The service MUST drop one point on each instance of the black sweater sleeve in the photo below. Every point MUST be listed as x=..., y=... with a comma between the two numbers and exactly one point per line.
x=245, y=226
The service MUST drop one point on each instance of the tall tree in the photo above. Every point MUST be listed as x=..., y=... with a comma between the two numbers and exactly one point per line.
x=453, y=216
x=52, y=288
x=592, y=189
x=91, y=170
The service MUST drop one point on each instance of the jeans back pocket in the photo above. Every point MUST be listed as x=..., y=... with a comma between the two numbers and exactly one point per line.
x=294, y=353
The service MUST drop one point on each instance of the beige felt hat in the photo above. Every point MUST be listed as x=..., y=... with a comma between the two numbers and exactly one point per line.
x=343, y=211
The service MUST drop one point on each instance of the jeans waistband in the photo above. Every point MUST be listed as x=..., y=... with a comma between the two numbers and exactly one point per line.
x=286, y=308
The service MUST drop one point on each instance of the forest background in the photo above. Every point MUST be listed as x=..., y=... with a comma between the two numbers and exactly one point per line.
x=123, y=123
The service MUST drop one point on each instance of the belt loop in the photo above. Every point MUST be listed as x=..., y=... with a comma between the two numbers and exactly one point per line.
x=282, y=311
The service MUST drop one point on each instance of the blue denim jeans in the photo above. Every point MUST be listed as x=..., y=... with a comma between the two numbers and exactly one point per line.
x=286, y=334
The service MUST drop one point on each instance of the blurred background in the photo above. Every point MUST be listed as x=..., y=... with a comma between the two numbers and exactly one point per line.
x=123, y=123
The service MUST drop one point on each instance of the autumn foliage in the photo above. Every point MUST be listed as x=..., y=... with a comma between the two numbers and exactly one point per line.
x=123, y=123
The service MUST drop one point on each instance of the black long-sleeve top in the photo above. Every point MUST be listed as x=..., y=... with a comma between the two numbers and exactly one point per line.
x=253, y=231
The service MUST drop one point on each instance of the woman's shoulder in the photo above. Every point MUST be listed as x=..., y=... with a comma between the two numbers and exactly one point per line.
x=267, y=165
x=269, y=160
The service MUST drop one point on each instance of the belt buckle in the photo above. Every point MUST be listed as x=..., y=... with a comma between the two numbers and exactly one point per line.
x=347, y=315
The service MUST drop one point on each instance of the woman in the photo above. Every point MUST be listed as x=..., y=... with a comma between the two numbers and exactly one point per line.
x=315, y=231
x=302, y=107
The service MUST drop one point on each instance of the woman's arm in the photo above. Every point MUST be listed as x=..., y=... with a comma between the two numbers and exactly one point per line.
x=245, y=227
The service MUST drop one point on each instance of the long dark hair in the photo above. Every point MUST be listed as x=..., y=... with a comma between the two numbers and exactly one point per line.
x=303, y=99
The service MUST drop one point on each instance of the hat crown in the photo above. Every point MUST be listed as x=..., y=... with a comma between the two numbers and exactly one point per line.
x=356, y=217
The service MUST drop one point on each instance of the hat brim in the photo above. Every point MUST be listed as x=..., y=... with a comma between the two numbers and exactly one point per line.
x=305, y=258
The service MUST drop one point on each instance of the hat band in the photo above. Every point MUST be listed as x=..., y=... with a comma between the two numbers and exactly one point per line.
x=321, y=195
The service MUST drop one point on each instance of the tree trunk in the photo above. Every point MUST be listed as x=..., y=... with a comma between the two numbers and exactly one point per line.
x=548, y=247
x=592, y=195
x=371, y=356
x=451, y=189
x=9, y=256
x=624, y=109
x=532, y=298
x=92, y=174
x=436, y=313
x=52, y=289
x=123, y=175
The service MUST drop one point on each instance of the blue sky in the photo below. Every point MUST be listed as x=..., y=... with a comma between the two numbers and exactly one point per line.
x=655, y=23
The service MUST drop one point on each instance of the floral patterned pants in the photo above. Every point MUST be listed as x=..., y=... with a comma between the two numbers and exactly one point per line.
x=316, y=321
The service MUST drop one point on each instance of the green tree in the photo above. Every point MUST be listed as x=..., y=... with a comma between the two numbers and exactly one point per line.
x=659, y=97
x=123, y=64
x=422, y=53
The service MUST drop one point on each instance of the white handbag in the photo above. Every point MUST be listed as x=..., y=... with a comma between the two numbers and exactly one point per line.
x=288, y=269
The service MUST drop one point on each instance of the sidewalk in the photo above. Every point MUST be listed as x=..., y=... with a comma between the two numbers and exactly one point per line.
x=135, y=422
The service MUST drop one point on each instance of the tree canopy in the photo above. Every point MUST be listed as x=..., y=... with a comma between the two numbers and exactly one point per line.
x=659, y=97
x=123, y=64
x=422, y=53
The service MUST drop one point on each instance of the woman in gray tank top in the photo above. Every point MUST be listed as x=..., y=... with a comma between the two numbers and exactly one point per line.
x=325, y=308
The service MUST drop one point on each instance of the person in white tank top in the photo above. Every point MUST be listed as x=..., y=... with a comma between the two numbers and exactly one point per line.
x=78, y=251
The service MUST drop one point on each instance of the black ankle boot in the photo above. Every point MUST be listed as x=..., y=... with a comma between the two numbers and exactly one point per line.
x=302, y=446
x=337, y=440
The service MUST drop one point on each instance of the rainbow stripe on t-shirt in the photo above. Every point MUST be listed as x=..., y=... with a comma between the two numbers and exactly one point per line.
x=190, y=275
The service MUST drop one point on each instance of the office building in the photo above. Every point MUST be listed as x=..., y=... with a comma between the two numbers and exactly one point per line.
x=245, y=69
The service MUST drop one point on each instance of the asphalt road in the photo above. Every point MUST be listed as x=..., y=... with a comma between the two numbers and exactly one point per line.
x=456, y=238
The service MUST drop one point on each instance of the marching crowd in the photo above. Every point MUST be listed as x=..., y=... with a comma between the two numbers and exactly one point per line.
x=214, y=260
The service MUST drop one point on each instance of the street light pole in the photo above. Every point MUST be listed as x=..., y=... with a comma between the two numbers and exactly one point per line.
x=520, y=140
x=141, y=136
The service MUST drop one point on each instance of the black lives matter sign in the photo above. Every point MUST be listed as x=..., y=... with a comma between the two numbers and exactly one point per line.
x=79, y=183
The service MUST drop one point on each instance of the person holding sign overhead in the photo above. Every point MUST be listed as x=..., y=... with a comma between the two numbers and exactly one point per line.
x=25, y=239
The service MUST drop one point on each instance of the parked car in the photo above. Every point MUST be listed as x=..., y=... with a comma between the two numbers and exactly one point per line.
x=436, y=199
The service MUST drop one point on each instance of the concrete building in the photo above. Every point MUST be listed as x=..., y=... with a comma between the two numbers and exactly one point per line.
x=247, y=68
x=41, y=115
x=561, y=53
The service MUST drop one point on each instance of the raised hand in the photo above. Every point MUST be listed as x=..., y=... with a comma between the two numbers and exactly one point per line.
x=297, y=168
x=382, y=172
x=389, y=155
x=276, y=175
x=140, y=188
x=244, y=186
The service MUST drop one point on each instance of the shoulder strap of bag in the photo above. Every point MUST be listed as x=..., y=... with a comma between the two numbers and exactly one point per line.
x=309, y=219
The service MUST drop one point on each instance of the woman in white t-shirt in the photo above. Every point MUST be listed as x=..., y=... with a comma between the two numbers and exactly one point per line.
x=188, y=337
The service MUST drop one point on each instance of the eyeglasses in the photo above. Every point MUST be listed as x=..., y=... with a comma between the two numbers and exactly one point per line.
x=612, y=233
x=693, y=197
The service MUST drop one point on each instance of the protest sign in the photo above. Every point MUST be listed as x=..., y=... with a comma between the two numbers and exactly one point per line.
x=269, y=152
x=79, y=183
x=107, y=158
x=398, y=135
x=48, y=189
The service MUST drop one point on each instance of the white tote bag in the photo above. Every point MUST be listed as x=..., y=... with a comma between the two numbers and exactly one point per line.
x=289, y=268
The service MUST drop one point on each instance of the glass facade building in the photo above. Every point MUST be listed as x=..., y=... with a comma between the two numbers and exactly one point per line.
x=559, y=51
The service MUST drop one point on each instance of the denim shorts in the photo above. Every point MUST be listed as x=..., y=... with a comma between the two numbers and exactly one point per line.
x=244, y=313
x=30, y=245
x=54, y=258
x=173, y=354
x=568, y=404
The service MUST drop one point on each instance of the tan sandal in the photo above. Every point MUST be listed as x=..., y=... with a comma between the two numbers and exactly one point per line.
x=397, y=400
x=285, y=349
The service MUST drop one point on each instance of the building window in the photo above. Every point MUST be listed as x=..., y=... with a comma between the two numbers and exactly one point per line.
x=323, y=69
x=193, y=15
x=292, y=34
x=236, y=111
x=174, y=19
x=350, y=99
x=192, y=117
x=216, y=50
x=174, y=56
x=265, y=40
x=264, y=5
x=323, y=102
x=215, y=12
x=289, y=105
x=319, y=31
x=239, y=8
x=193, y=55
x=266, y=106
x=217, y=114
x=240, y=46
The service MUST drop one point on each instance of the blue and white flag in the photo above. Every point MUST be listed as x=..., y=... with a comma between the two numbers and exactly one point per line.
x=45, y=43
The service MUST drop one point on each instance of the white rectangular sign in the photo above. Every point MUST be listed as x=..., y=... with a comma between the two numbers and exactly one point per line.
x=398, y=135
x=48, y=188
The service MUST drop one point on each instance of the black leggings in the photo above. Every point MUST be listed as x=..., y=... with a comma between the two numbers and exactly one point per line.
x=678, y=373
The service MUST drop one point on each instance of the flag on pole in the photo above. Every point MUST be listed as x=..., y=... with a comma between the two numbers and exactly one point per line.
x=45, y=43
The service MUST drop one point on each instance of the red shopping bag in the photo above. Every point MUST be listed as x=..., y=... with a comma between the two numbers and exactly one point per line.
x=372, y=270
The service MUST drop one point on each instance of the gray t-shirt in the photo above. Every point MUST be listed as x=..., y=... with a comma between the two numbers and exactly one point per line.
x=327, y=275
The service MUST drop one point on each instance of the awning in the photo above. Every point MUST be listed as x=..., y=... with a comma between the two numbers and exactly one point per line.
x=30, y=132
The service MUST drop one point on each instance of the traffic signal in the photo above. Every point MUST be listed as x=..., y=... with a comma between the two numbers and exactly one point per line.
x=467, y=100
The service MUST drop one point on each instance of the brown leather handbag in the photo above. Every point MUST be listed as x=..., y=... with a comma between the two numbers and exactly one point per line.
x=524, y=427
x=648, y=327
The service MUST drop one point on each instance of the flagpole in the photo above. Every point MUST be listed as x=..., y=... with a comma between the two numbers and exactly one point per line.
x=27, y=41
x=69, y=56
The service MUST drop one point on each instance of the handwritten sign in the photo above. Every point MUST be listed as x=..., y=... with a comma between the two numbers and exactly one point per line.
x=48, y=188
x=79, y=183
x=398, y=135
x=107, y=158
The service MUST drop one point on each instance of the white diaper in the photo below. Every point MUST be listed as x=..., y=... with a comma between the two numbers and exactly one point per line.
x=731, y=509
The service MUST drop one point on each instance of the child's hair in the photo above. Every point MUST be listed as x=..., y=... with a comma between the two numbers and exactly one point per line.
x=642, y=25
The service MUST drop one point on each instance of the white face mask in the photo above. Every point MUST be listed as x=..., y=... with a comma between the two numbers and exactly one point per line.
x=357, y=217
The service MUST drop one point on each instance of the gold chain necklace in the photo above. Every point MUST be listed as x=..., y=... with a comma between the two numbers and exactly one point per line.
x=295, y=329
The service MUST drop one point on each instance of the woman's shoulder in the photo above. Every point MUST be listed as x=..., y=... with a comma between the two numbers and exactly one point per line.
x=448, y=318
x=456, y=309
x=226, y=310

• • • • •

(Directions): The answer must be the line containing "of the gold" and every line after it to the end of the records, repeated exactly.

(Written solution):
The service MUST drop one point on each instance of the gold chain necklace in the photo above. Every point MUST be listed as x=..., y=... with a comma between the two numbers and exactly one point per line.
x=295, y=329
The service MUST drop one point on each instance of the woman's shoulder in the photo above. Every point MUST be listed as x=..., y=... with a comma between the two numbers and exactly one point per line.
x=448, y=318
x=456, y=309
x=226, y=310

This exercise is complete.